━━ Extrait du texte

Y'a-t-il un syndicat qui a pensé à offrir cet encadrement tout simple? "Combattez la vie chère. Téléchargez gratuitement un bail-type sur notre site. Le document a été rédigé par nos conseillers légal, et il vient avec des instructions pour vous aider à le compléter." C'est étrange, mais j'ai l'impression qu'une telle initiative viendra plutôt de Carrefour, qui vous l'offrira à 10 euros, plutôt que d'un grand syndicat.

Bon, je sais que je m’éparpille. Mais pourquoi les Français, qui affichent une belle volonté de s’impliquer socialement, et qui ont des revendications somme toute valables, perdent-ils leur temps dans des manifestations bien paisibles, bien prévisibles, et bien stériles? Des parades organisées par des syndicats sclérosés. Au lieu de faire chier des quidams voyageurs, on pourrait pas cibler la racine du mal? Et le mec qui te prend ton fric, un petit peu plus à tous les jours, il ne voyage pas en train.

Mais bon, si c’est une tradition française, si on aime bien se rassembler pour chanter tout gentiment, le temps d’une petite marche bien encadrée, moi je veux bien m’y habituer. À tout le moins, c’est sympa.

━━━━

## Exercices
A – Dans l'extrait sur les syndicats et les manifestations, à quel prix Carrefour offrirait-il le bail-type ?
B – Traduisez en anglais la phrase suivante de l'extrait sur les syndicats et les manifestations : « À tout le moins, c’est sympa. »
C – Poursuivez l'extrait sur les syndicats et les manifestations après sa dernière phrase.

━━ Données enregistrées

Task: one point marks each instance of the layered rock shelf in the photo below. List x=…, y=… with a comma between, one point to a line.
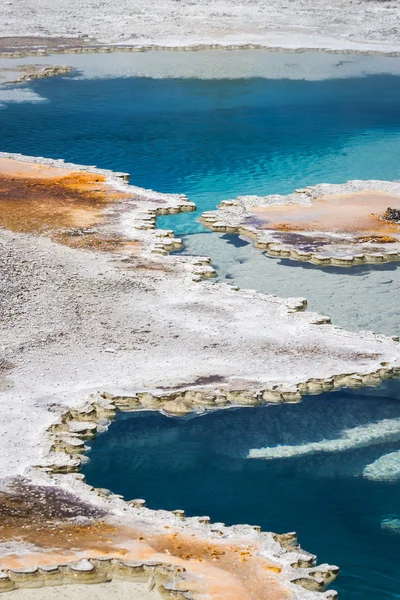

━━━━

## Réponses
A – À 10 euros.

B – At the very least, it's nice.

C –
lundi 16 mars 2009

La grève (part III)




Petit post pour ventiler ma frustration.

Ce jeudi, les dirigeants de ce pays, c'est-à-dire les conducteurs de trains, ont décidé de remettre ça avec une autre grève. Question de prouver que celle d'avant n'a rien donné.

Moi, j'avais réservé des billets de train. Voyage à Londres. Cadeau de St-Valentin pour ma copine qui vient d'arriver en France. Bienvenue, ma copine!

Je commence à comprendre pourquoi toute la France prend ses vacances en juillet-août: parce que les conducteurs de train sont probablement en vacances eux-aussi. Et les quelques uns qui travaillent pendant cette période sont probablement payés en triple. Donc, risque moindre.

Comme tout mauvais film, attendez-vous à plusieurs remakes.

samedi 7 mars 2009

Sous-marinier




Ma petite amie est enfin arrivée du Canada il y a trois jours. Avec le noyau de sa vie dans trois valises et deux sacs à dos, elle est venue prendre place près de moi pour un autre bout de chemin.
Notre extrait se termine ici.